Things are getting weird for the island and this issue is poised for a major confrontation with the corral’s creature and the island’s inhabitants. Is it good?
Surface Tension #3 (Titan Comics)
Well a lot happens in this issue, I can promise you that. What exactly happened, I’m not quite sure, but it was certainly entertaining. The last issue was definitely a letdown from the initial hook of the series introduction and this one asserts a similar intensity that we saw in that first issue. Unlike the first issue however, while the storyline itself may be building the writing is growing weaker. The characters continue to have their awkward and cliché conversations, such as the dialogue building up to the town leader’s last stand.
Luckily, this issue got away with some subpar writing because it upped the ante in the action department. This issue kicks off with Meg receiving a premonition of what the corral entity has in store for humanity which leads directly into our group of characters discovering what’s become of the poor innocent baby as seen in the final pages of issue #2. That scene is a straight up riot. It’s so over the top that it borders on funny, but ultimately remains awesome and fulfills our thirst for the sci-fi horror Jay Gunn has been promising.
The comic does unfortunately slow down for a period as it transitions into some backstory between Meg and Mary and the events that preceded Meg becoming infected with the sea sickness. This is where the issue gets strange as Meg undergoes hypnosis and recalls a past hypnosis session which results in a psychedelic headtrip (It’s like hypnosis-ception on acid). The visions involve both the corral, Meg’s ex-boyfriend Erik and a mysterious shell person, all of which are able to enter Meg’s consciousness. This results in seven pages of truly amazing Gunn art and some of the brightest, most eye popping panels you’ve ever seen. Granted, I don’t really understand what it all means, but it looked amazing.
What is that you ask? Fuel for your nightmares, that’s what.
By this issue we’re clear on Gunn’s strengths and weaknesses as a comic creator. Strengths: Colors, surreal images, and overall plot. Weaknesses: Dialogue and close up face shots. For some odd reason, Cassel, the island’s leader, looks terrible in every close up panel. It’s like he had botched plastic surgery and now he’s stuck with a lumpy, misshapen face. Usually the females are pretty good, but the males, specifically Cassel need a lot of work because it upsets me deeply as you can tell.
Is It Good?
Surface Tension hits more than it misses in issue #3, largely due to the multiple action sequences and the amazing artwork. Gunn still needs to work on sections of awkward dialogue and Cassel’s face, but other than that, Surface Tension still holds promise.

• • • • • • •

APPLY WHAT YOU READ
(a) Answer these questions from the review, one answer per line, marked the same way:
(i) What does Meg receive at the start of the issue?
(ii) How many pages of Gunn art does the hypnosis sequence produce?
(iii) Who is the island's leader?
(b) Please say whether each statement agrees with the review, answering yes or no and quoting the words that decide it:
(i) The review calls the previous issue a letdown.
(ii) The reviewer lists dialogue among Gunn's strengths.
(iii) The review says the female characters usually look bad.
(c) Name every story character the review refers to by name.
Answer from the review alone.

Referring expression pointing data
• • • • • • •

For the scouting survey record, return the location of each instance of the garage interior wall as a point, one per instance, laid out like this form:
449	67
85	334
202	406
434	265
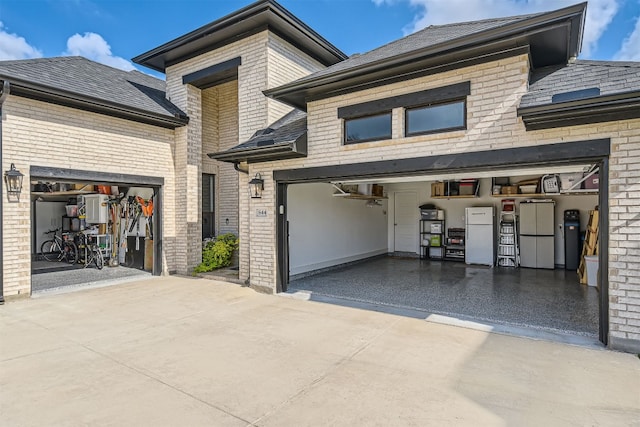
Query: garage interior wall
326	231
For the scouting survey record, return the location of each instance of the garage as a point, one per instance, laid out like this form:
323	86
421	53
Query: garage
371	240
92	228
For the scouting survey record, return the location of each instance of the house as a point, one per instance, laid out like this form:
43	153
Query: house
259	95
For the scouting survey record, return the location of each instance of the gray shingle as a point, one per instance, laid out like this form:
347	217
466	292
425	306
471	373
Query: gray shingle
423	39
610	77
81	76
286	130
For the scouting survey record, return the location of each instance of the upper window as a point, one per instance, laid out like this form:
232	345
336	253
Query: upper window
370	128
436	118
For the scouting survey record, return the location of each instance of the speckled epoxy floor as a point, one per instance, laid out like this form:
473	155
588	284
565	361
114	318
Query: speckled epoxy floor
546	299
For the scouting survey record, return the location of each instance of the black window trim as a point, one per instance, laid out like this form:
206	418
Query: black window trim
408	134
359	141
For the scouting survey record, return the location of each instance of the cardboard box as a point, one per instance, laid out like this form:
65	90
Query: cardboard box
509	189
592	183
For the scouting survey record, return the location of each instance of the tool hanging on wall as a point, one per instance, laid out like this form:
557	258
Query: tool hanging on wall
147	210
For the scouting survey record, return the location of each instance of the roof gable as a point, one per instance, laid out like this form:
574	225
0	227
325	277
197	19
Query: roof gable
259	16
75	79
550	38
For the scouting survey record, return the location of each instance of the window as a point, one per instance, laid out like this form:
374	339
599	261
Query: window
368	128
436	118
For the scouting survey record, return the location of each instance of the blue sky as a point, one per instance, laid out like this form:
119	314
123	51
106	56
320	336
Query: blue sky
114	31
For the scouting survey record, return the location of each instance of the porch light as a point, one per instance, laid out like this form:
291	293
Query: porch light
256	185
13	179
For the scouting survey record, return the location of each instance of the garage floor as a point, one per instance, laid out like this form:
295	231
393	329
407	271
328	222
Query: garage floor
44	277
545	299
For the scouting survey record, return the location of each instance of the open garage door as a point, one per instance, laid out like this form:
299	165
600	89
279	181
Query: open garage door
91	227
343	245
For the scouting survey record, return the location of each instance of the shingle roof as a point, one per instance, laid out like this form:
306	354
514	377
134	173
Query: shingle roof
288	129
423	39
86	78
609	76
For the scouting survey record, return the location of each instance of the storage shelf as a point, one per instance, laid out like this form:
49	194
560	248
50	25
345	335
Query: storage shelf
470	196
358	196
62	193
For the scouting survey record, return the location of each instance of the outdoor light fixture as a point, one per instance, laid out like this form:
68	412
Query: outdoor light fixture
13	179
256	185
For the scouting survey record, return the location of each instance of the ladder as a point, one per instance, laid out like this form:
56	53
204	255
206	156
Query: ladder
508	252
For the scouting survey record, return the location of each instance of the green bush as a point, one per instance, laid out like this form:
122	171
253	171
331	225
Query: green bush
217	253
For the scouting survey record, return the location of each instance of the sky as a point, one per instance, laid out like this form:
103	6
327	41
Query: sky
114	31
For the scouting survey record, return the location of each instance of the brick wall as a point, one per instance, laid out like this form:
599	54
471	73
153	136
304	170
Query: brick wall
40	134
220	132
496	88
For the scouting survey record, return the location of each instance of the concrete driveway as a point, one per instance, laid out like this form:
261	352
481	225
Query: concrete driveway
191	352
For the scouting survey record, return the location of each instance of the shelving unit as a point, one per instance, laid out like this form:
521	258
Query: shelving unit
432	233
508	251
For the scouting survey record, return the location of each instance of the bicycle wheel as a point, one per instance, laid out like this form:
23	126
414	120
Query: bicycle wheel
50	250
70	252
98	259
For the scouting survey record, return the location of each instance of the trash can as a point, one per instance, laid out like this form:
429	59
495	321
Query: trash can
592	269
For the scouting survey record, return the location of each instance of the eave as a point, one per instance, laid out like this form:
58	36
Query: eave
281	151
620	106
259	16
565	25
82	102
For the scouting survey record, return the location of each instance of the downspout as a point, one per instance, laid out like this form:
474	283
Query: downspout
236	166
6	88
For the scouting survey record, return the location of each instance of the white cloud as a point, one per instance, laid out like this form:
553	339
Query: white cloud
94	47
630	50
600	13
12	46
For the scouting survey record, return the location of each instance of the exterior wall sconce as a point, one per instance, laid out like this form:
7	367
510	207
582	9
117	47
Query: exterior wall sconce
256	186
13	180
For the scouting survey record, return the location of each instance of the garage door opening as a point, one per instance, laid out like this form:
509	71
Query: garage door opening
97	232
415	243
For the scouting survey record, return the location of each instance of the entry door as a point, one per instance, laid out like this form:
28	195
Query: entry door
406	222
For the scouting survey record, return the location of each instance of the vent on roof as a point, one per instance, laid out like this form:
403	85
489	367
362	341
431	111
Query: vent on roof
576	94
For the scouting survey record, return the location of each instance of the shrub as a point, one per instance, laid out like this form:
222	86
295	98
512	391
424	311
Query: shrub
217	253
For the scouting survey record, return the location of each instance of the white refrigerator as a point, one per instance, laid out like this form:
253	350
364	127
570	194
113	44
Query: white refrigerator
479	235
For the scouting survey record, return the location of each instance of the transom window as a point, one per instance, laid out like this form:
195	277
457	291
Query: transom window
436	118
370	128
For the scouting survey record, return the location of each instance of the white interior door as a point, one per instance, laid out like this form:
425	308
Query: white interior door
406	221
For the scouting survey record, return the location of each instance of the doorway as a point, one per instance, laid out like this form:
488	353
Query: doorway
405	222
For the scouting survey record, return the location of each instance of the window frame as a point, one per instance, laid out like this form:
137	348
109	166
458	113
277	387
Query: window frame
463	126
388	113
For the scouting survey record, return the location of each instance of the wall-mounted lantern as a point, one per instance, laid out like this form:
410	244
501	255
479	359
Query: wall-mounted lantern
13	180
256	185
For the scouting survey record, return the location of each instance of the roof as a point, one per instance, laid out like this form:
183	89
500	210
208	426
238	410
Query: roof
551	38
427	37
609	76
286	138
257	17
582	92
79	82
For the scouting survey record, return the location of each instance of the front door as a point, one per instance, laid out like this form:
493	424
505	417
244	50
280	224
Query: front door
406	222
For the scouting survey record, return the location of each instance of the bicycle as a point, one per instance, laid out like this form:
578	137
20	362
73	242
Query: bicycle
92	252
59	248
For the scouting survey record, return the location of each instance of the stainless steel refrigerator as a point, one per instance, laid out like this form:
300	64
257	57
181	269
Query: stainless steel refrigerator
537	235
479	235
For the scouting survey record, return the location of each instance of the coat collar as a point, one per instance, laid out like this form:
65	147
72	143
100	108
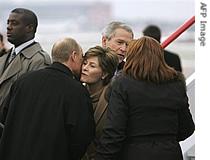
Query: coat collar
15	66
62	68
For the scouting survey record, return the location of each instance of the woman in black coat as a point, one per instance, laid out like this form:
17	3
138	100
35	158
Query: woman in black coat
148	111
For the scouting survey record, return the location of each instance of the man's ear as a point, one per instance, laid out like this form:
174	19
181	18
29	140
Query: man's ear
29	28
104	39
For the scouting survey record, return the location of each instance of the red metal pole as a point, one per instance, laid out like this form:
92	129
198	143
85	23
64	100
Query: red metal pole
179	31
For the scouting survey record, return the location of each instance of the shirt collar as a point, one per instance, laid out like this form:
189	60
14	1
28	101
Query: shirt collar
22	46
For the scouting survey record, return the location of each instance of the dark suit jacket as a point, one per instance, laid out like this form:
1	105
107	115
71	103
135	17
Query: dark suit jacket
30	58
173	60
145	121
49	117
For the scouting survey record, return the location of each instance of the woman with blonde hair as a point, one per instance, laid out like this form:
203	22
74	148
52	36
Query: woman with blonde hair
148	111
98	69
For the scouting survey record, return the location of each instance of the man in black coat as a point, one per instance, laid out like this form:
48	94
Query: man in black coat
171	58
48	114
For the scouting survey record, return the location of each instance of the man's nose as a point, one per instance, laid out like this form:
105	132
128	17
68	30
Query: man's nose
9	27
124	47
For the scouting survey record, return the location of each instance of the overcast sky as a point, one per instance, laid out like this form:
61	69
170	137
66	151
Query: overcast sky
159	9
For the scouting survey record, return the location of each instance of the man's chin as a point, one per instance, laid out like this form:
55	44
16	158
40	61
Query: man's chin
120	59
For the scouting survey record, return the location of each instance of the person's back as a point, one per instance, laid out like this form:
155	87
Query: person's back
172	59
26	54
48	114
2	46
148	111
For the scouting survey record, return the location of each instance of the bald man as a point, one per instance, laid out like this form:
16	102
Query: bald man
49	113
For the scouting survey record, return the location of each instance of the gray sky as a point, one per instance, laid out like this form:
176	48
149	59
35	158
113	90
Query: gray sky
148	9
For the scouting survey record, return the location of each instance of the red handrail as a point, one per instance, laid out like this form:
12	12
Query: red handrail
179	31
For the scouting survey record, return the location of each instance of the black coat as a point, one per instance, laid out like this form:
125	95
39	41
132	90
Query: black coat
173	60
50	117
145	121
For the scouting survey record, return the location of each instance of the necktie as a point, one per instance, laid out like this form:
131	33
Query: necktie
12	56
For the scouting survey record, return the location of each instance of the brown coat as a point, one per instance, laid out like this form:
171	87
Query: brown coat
100	111
30	58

• • • • • • •

SOLUTIONS TO THE EXERCISE
(a)
(i) A premonition of what the corral entity has in store for humanity.
(ii) Seven.
(iii) Cassel.

(b)
(i) Yes: "The last issue was definitely a letdown from the initial hook of the series introduction"
(ii) No: "Weaknesses: Dialogue and close up face shots."
(iii) No: "Usually the females are pretty good"

(c) Meg, Mary, Erik, Cassel